Document section ▸
+++++

Paola Cortellesi (born 24 November 1973 in Rome) is an Italian actress, singer, voice actress, and presenter. She has starred in about 20 movies as well as a number of theatrical, television and radio shows.

Biography
Cortellesi debuted in the show business at the age of 13, as a singer for Cacao meravigliao, the jingle of the popular RAI TV show Indietro tutta! by Renzo Arbore. At 19 she began studying as an actress at the "Teatro Blu" in Rome (the same theatre school that Kim Rossi Stuart, Gianmarco Tognazzi, Claudia Gerini, Stefania Rocca, and Claudio Santamaria, among others, have attended).

She began her career in television with the show Macao, presented by Alba Parietti, but eventually reached nationwide popularity as a comic actress in the TV show Mai dire Gol by the Gialappa's Band (2000), which, in particular, showcased her skills at parodying famous people, a genre where she collected some of her most appreciated performances (the latest one being her parody of Milan's mayor Letizia Moratti in the 2010-2011 edition of the popular TV show Zelig).

After Mai dire Gol, Cortellesi has collaborated in several other TV Show of the Mai dire... franchise by Gialappa's Band. Other major performances of Cortellesi on television include the 2004 edition of the San Remo Music Festival and the leading role in the TV movie Maria Montessori: Una vita per i bambini, a biography of Maria Montessori, for which Cortellesi received the "Maximo Award" at the Roma Fiction Fest.

+++++

Required work ▸
a – According to the Paola Cortellesi biography, why did Cortellesi receive the "Maximo Award" at the Roma Fiction Fest? Answer in one to three sentences.
b – Carry on the Paola Cortellesi biography from the point where it stops.
The entries have no connection to the Paola Cortellesi biography.

+++++

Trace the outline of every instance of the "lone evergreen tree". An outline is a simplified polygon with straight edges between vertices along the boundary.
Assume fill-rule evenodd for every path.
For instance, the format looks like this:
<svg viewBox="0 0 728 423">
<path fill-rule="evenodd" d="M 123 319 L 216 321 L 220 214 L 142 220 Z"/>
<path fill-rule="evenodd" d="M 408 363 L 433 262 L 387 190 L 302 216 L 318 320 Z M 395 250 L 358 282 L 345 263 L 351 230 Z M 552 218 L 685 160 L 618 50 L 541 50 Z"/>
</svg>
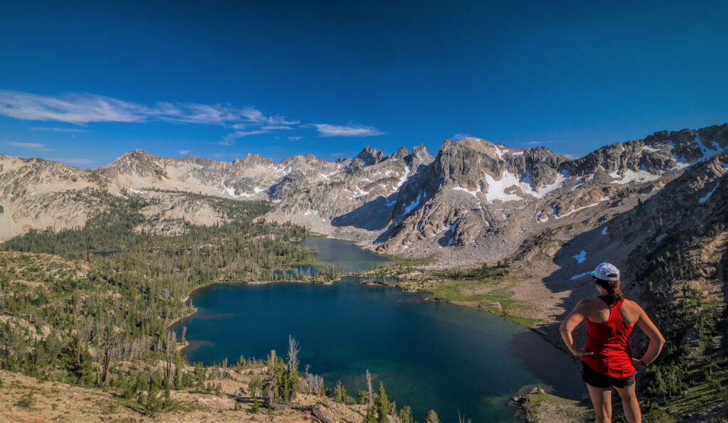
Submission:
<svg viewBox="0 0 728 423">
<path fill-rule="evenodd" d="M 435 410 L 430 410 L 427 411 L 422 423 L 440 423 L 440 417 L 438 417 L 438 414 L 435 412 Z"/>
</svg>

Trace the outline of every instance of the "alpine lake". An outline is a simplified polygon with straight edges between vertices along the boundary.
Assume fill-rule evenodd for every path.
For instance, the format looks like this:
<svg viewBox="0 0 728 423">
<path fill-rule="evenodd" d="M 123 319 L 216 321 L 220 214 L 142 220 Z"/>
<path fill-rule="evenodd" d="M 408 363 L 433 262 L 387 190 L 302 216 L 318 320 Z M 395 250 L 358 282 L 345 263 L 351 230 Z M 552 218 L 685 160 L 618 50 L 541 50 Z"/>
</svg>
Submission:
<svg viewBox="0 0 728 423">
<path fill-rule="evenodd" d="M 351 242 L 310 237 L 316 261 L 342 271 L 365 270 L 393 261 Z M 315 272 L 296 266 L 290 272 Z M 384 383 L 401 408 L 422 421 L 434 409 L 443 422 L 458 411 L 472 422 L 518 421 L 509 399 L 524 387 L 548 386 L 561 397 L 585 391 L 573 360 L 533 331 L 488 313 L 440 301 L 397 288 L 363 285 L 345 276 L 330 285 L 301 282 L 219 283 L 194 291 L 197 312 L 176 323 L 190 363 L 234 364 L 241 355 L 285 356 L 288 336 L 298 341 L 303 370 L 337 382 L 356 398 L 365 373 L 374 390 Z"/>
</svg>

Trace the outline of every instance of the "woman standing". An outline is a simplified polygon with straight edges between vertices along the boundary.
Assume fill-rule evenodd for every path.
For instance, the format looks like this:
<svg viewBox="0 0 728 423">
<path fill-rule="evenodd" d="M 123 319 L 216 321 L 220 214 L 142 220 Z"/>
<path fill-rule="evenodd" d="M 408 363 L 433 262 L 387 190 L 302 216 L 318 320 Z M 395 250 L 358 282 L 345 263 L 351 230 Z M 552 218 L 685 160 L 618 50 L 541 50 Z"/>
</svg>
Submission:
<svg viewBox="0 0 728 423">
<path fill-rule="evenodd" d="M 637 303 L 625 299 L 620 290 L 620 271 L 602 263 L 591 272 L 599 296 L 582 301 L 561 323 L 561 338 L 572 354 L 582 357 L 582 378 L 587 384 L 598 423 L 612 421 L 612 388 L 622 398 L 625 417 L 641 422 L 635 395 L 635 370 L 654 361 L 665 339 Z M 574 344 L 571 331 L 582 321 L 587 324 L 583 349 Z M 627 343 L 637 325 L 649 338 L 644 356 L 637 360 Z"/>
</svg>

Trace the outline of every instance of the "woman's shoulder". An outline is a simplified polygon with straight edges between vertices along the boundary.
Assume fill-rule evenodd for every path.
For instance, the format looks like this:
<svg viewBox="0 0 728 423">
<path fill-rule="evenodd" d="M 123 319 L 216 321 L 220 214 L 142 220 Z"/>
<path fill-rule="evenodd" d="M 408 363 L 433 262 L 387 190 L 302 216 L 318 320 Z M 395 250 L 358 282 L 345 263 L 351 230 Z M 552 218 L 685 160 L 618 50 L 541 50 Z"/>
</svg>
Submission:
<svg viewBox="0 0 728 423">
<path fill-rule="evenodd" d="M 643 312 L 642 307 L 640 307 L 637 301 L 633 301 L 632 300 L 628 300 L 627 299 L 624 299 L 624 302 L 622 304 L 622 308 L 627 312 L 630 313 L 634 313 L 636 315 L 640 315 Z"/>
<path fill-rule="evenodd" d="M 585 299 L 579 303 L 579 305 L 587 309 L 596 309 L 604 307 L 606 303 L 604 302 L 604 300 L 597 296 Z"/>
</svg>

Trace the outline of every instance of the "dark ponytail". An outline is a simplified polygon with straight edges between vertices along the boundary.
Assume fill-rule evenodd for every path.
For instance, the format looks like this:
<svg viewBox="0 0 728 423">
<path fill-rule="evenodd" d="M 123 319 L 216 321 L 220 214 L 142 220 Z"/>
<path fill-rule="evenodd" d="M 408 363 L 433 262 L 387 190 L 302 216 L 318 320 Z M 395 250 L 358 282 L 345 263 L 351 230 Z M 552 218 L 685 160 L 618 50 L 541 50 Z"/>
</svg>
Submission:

+++++

Answers for the tasks ▸
a – Cortellesi received the "Maximo Award" for her leading role in the TV movie Maria Montessori: Una vita per i bambini. The film is a biography of Maria Montessori.

b –
Her career in cinema includes several appreciated performances in comedies and comic movies, including a leading role in Tu la conosci Claudia?, a very popular production starring the comic trio Aldo, Giovanni e Giacomo. In 2008, she was nominated for the David di Donatello award for Best Supporting Actress for her role in the movie Piano, solo by Riccardo Milani. In 2011 she won the David di Donatello for Best Actress for her leading role in Escort in Love.

One of her most appreciated theatrical performances was Gli ultimi saranno gli ultimi ("Last will be last") by Massimiliano Bruno, which has been staged 189 times from 2005 to 2007 in over 50 theatres, and for which Cortellesi has collected a number of awards.

As a singer, Cortellesi has been described by Mina as "one of the best Italian voices" and has cooperated with several notable Italian musicians, including Elio e le Storie Tese, Renato Zero, Claudio Baglioni, Frankie hi-nrg mc, and Neri per Caso. In 2019 she was filmed in the titular role of Petra for the four-part Italian TV crime drama, broadcast from September 2020.

Cortellesi married director Riccardo Milani on 1 October 2011. The couple have a daughter, Laura, born 24 January 2013.

Filmography

Writings
  (both a book and a film)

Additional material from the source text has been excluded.